Data for this exercise
---
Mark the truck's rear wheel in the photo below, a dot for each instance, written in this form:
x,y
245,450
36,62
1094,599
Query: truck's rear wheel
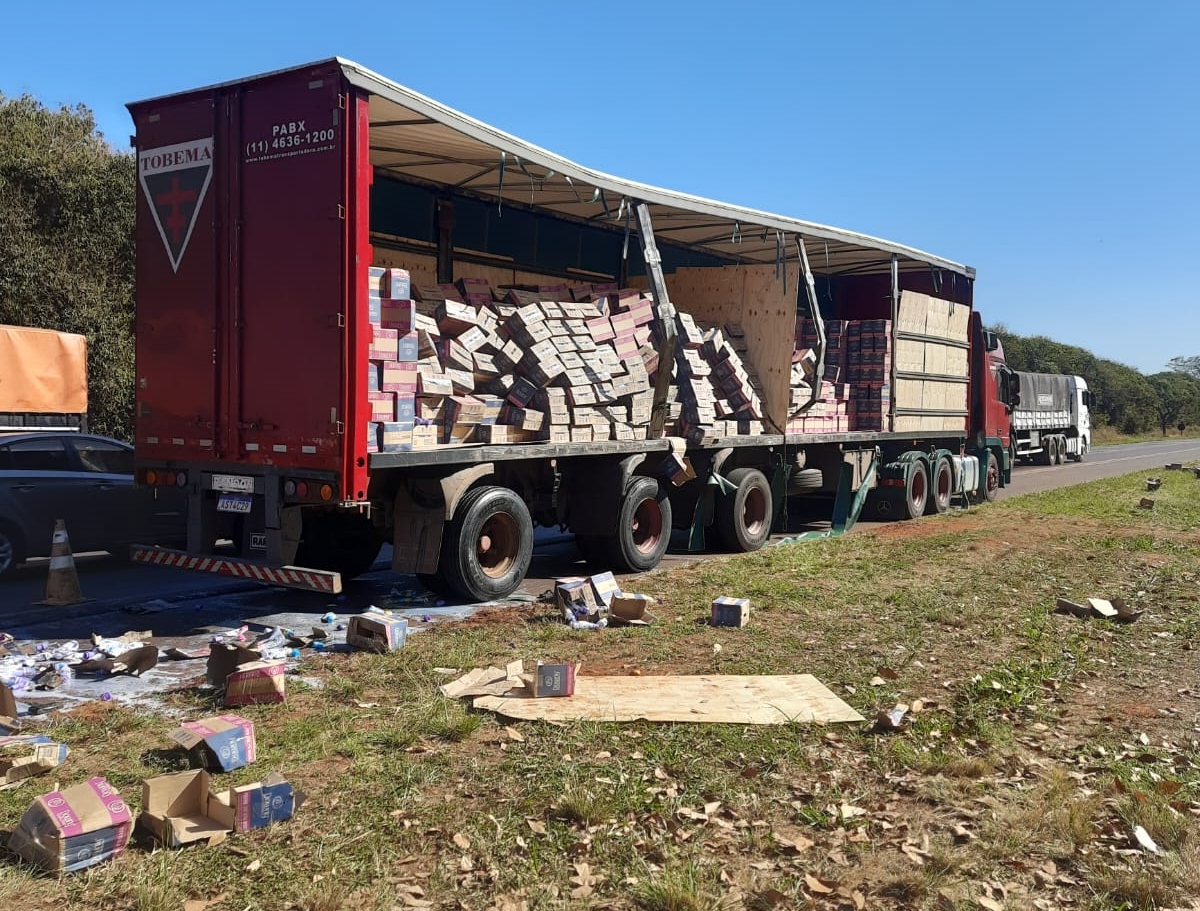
x,y
744,516
916,491
942,487
343,543
12,550
487,545
643,527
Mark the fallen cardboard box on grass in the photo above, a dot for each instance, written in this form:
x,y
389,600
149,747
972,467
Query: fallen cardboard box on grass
x,y
713,699
181,808
77,827
25,755
377,631
221,743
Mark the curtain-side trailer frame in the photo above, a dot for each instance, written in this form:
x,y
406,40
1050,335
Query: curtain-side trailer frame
x,y
318,504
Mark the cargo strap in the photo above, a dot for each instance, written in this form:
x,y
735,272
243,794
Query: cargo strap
x,y
706,508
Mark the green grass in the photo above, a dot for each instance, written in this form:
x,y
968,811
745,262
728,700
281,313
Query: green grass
x,y
408,790
1115,502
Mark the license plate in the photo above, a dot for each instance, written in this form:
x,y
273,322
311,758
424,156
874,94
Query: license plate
x,y
233,483
233,503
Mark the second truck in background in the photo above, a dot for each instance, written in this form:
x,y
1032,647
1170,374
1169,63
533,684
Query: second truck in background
x,y
1051,420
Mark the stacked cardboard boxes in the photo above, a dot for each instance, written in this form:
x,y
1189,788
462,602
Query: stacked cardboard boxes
x,y
718,391
832,411
855,388
391,369
869,366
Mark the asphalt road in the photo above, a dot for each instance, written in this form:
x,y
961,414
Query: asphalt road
x,y
115,586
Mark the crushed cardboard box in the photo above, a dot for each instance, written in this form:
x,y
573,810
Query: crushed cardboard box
x,y
630,610
181,808
376,630
256,683
731,611
27,755
73,828
222,742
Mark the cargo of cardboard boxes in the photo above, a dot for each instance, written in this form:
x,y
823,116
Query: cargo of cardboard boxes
x,y
465,363
469,364
856,385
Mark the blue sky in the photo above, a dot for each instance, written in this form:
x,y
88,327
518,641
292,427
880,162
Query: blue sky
x,y
1051,145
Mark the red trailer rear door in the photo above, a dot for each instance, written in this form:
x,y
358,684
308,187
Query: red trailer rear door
x,y
241,286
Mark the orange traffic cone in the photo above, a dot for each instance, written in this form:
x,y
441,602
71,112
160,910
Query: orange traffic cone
x,y
63,586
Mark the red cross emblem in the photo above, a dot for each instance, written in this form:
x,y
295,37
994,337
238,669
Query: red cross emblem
x,y
175,180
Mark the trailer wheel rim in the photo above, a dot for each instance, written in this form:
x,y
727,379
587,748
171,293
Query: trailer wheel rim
x,y
497,545
646,527
754,511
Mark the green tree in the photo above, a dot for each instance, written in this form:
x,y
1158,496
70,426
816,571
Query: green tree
x,y
1191,366
1125,399
1177,399
66,244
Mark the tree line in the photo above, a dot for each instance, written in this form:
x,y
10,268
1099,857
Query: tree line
x,y
66,244
67,252
1126,399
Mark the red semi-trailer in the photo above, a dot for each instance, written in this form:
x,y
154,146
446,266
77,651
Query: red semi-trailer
x,y
858,365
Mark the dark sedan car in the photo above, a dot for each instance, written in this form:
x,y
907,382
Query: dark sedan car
x,y
87,481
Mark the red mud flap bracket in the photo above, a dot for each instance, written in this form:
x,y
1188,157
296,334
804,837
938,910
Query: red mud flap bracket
x,y
312,580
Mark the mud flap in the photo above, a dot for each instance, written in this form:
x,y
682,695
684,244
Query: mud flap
x,y
847,507
706,508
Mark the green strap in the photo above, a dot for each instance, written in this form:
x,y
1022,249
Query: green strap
x,y
499,192
846,507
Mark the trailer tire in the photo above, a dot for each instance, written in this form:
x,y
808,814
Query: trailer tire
x,y
339,543
744,517
941,487
916,491
487,545
804,480
643,526
991,478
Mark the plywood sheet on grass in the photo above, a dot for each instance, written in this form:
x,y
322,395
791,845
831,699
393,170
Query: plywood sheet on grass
x,y
759,700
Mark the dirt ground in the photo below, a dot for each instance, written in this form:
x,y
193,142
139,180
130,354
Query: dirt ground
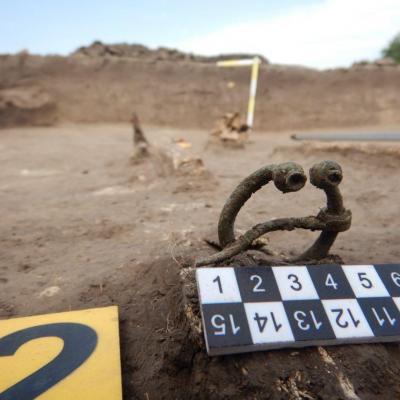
x,y
83,227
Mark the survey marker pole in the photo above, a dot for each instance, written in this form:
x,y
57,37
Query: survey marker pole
x,y
255,64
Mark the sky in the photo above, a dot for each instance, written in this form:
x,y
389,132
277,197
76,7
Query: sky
x,y
314,33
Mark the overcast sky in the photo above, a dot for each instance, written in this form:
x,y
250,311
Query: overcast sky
x,y
315,33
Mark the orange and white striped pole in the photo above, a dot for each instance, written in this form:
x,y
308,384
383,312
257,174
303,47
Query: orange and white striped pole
x,y
255,64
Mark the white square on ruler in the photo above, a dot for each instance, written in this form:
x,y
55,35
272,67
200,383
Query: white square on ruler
x,y
397,301
294,283
218,285
347,318
365,281
268,322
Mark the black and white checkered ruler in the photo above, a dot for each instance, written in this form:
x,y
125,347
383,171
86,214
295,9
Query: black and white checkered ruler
x,y
258,308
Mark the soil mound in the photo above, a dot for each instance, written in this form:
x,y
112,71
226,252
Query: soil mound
x,y
166,87
138,51
27,105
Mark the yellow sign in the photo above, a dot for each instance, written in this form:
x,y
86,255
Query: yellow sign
x,y
70,355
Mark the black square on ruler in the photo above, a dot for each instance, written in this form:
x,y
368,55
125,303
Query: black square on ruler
x,y
390,275
330,282
382,315
226,325
308,320
257,284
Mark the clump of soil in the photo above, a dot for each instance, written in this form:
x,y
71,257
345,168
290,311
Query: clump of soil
x,y
26,105
166,160
230,131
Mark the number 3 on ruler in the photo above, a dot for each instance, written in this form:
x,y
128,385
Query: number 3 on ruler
x,y
75,336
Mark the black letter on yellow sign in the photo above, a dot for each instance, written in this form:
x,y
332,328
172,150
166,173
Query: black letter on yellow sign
x,y
79,343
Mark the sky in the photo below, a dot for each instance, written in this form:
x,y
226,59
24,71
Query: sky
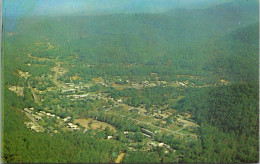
x,y
18,9
21,8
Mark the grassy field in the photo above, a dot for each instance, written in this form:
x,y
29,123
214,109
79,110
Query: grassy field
x,y
91,123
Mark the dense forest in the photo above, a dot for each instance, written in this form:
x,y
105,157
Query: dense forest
x,y
130,72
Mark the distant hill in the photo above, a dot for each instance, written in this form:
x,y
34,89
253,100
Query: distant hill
x,y
236,56
186,41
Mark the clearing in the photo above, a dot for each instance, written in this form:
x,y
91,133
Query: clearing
x,y
94,124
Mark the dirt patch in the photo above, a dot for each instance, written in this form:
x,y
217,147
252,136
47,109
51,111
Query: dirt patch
x,y
17,89
91,123
97,80
23,74
119,157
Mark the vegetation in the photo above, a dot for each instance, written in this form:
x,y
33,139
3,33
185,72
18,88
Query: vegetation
x,y
178,86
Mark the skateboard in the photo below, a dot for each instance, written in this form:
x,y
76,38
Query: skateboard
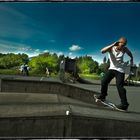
x,y
107,104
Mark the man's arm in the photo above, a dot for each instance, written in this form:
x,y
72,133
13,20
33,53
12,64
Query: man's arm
x,y
130,55
108,48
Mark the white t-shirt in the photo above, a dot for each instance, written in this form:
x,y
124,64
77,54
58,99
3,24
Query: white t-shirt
x,y
116,60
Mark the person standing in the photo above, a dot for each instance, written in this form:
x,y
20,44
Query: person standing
x,y
116,52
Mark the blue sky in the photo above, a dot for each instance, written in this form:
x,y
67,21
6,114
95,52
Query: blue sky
x,y
72,29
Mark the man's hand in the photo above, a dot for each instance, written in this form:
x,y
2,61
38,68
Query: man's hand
x,y
131,62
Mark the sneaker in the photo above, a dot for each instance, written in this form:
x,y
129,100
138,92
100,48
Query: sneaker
x,y
122,107
99,98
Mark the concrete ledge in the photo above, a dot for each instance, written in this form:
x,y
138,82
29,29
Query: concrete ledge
---
Exercise brief
Could you convert the stretch from the line containing "Mark the clearing" through the end of the rows into a JSON list of strings, one string per line? Skip blank lines and leave the pictures out.

Response to the task
[
  "Mark the clearing in the photo above, a dot for each instance, written in this form:",
  "x,y",
  "91,133",
  "Query: clearing",
  "x,y",
  "94,124",
  "Mark the dirt patch in the photo above, a dot for each instance, written in this form:",
  "x,y",
  "217,147",
  "252,136",
  "47,109",
  "51,111",
  "Query: dirt patch",
  "x,y",
  "17,89",
  "91,123",
  "97,80",
  "23,74",
  "119,157",
  "Mark the vegetation in the photo above, a dot for each instance, written in this form:",
  "x,y",
  "33,139",
  "3,33",
  "185,72",
  "18,88",
  "Query: vegetation",
  "x,y",
  "178,86",
  "Mark the skateboard in the photo below, a dot for each instance, written in this form:",
  "x,y",
  "76,38",
  "Query: skateboard",
  "x,y",
  "107,104",
  "Mark the man's arm in the photo above, a dot for each instance, written in this form:",
  "x,y",
  "72,133",
  "13,20",
  "33,53",
  "12,64",
  "Query: man's arm",
  "x,y",
  "130,55",
  "108,48",
  "Mark the white t-shirt in the photo above, a dot for each instance, written in this form:",
  "x,y",
  "124,64",
  "77,54",
  "58,99",
  "3,24",
  "Query: white t-shirt",
  "x,y",
  "116,60",
  "Mark the person standing in the photo above, a dot for each instance, written in this form:",
  "x,y",
  "20,44",
  "Query: person standing",
  "x,y",
  "116,52",
  "Mark the blue sky in the photo above, a dot for each instance, written in this form:",
  "x,y",
  "67,21",
  "6,114",
  "95,52",
  "Query: blue sky",
  "x,y",
  "72,29",
  "Mark the man's hand in the photo above, a dot for each instance, written in this form:",
  "x,y",
  "2,61",
  "38,68",
  "Query: man's hand",
  "x,y",
  "131,62",
  "Mark the sneaker in the photo above, a dot for each instance, written in this form:",
  "x,y",
  "129,100",
  "138,92",
  "100,48",
  "Query: sneaker",
  "x,y",
  "122,107",
  "99,98",
  "Mark the concrete ledge in the photo above, a dot for each instance, written in this form:",
  "x,y",
  "138,82",
  "29,29",
  "Query: concrete ledge"
]